[Collection entries]
-.-.-

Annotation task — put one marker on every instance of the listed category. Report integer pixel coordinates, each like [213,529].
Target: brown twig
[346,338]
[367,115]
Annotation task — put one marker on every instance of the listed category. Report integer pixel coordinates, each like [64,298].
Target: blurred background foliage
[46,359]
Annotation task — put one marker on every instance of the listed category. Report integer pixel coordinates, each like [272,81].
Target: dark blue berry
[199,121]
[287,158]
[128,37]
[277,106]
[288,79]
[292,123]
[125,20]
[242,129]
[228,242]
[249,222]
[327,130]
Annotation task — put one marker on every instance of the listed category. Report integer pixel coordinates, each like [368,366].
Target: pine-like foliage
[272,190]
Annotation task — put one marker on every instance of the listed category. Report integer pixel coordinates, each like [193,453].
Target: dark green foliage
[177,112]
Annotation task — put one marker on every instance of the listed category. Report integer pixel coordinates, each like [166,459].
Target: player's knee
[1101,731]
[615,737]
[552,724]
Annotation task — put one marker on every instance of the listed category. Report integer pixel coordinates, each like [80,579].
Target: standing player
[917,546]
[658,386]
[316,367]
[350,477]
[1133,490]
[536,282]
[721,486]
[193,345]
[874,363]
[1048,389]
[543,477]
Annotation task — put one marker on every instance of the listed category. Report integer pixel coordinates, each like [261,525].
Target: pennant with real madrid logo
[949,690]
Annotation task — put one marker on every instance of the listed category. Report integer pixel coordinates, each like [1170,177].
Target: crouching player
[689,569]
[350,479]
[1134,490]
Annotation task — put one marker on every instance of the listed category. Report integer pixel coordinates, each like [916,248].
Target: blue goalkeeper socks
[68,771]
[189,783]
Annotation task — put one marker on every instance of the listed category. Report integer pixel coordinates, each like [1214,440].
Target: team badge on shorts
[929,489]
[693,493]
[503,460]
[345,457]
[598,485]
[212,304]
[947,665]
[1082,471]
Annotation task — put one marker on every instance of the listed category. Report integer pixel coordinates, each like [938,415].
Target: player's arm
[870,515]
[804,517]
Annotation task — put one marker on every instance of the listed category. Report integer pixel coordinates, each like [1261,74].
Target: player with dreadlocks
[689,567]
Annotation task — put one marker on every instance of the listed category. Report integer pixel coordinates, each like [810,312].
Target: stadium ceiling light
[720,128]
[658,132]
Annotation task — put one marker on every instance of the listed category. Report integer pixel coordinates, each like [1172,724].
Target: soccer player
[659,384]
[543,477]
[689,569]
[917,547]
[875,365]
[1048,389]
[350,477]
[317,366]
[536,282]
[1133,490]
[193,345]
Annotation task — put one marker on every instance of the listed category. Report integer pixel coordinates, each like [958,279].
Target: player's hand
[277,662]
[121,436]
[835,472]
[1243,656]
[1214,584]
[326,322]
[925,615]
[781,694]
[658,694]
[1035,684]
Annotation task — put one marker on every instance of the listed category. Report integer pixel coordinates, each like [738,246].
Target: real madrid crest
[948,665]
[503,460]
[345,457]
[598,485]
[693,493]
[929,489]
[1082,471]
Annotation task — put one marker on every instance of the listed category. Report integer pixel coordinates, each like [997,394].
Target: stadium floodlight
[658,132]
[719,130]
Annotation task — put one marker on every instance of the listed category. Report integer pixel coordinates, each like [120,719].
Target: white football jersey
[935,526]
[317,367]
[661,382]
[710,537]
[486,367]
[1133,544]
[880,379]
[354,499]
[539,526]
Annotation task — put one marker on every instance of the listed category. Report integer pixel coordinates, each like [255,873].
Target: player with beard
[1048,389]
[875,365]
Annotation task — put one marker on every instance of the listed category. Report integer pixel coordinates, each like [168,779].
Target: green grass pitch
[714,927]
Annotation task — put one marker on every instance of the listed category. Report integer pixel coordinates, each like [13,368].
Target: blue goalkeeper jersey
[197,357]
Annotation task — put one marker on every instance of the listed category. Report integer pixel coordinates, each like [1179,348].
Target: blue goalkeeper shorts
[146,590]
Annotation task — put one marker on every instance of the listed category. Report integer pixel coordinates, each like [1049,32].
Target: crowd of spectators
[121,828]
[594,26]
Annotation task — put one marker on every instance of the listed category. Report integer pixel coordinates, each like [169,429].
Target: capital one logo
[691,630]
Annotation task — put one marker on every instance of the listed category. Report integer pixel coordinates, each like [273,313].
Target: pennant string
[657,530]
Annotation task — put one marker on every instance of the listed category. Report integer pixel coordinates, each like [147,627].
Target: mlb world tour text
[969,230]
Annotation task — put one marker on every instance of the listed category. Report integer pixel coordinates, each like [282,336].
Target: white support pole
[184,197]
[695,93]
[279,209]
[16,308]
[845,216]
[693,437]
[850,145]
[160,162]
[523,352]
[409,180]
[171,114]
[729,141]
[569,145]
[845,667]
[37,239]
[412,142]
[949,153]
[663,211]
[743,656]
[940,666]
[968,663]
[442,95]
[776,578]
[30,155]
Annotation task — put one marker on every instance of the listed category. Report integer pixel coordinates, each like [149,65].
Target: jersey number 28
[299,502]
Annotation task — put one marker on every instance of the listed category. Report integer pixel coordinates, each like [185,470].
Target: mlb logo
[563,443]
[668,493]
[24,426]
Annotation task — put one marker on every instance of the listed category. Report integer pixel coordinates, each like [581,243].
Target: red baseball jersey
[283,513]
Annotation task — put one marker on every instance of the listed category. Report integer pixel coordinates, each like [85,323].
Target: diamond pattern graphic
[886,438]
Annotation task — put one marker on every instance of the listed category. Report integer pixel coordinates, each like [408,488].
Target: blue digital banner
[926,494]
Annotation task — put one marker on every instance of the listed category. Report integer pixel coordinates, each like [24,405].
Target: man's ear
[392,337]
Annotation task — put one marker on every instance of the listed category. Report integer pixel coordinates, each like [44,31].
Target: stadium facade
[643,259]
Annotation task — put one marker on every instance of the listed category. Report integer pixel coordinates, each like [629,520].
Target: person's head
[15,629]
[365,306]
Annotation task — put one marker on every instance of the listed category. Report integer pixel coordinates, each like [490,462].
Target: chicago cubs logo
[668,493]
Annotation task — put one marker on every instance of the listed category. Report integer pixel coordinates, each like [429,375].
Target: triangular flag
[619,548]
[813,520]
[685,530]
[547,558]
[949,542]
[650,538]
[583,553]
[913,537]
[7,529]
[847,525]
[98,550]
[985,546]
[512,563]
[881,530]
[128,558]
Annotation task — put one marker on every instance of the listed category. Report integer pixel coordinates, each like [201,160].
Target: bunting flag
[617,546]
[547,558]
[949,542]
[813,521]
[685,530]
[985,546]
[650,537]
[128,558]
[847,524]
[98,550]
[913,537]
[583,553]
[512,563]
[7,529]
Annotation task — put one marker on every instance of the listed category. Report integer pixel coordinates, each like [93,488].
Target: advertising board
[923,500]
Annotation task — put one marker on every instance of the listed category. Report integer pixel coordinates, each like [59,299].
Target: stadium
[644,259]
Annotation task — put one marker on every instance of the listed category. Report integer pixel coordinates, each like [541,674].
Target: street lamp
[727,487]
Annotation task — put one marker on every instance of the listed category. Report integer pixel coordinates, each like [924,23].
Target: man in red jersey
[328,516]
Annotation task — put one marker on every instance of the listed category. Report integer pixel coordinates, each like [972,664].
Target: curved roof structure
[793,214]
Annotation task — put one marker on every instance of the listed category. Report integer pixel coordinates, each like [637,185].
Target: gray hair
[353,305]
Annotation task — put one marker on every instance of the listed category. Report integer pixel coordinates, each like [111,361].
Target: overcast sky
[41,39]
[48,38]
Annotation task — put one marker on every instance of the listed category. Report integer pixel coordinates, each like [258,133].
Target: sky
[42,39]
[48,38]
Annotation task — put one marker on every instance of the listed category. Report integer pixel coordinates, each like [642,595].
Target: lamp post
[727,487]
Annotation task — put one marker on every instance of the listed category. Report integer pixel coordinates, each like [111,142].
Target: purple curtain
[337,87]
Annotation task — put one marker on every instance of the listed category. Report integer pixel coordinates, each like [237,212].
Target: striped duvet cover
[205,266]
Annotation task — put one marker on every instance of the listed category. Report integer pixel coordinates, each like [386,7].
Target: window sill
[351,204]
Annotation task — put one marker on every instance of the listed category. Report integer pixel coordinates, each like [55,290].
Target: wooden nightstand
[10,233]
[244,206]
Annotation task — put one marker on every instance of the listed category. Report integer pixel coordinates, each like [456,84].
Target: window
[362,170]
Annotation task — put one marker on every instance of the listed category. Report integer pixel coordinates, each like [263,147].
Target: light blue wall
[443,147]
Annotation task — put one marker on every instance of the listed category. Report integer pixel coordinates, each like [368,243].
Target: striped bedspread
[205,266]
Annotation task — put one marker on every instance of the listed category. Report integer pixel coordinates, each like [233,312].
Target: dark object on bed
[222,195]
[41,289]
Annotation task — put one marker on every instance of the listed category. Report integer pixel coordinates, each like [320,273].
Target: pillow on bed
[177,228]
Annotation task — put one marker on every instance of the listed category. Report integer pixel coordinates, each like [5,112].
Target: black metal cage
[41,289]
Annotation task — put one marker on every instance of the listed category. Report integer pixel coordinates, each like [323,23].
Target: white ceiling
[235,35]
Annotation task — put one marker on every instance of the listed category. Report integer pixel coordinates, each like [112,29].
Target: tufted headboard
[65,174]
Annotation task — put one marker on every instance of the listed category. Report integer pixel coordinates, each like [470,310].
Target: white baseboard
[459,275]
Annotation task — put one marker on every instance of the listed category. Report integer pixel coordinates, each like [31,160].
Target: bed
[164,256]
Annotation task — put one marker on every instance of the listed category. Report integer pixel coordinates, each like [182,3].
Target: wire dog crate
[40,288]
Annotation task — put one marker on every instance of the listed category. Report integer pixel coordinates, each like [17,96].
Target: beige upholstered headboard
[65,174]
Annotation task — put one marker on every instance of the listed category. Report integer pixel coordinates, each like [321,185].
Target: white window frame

-.-.-

Return the entries exactly through the "each like [1214,440]." line.

Annotation task — put one marker on every instance of the listed category. Report integer pixel coordinates, each like [213,529].
Target: brown twig
[346,338]
[367,115]
Annotation task — put one marker on every instance of the listed category. Report integer pixel coordinates, each like [64,298].
Target: blurred background foliage
[46,359]
Annotation task — put one marker on every instance of the listed category. Report integer pixel coordinates, each like [272,81].
Target: dark blue berry
[199,121]
[287,158]
[128,37]
[277,106]
[288,79]
[292,123]
[125,20]
[242,129]
[228,242]
[249,222]
[327,130]
Annotation task — put one marker on every instance of the listed category. Report integer pixel coordinates, each like [368,366].
Target: pine-like foliage
[272,190]
Annotation task — put one marker on every instance of the listed category. Report integer pixel coordinates, each like [193,453].
Target: dark green foliage
[177,112]
Annotation task — put one marker on every instance of the listed category. Report integer pixel coordinates, each like [166,459].
Target: player's knee
[1101,731]
[615,737]
[552,724]
Annotation task — put one marker on every instance of the listed category. Report integer pixel coordinates, each like [80,579].
Target: standing player
[917,546]
[658,386]
[316,367]
[350,477]
[1133,490]
[536,282]
[721,486]
[193,345]
[874,363]
[1048,389]
[543,477]
Annotation task — put one marker on every instance of the listed category. Report integer pixel coordinates, each like [261,525].
Target: pennant with real madrid logo
[949,690]
Annotation task — put one marker on every instance of the listed category. Report integer pixel coordinates, each like [1170,177].
Target: crouching player
[689,569]
[350,479]
[1134,490]
Annotation task — put one marker on every instance of the listed category. Report integer pixel coordinates, each like [916,248].
Target: blue goalkeeper socks
[68,771]
[189,783]
Annotation task — put one marker on every instance of the listed category. Report integer pixel coordinates, each like [1214,440].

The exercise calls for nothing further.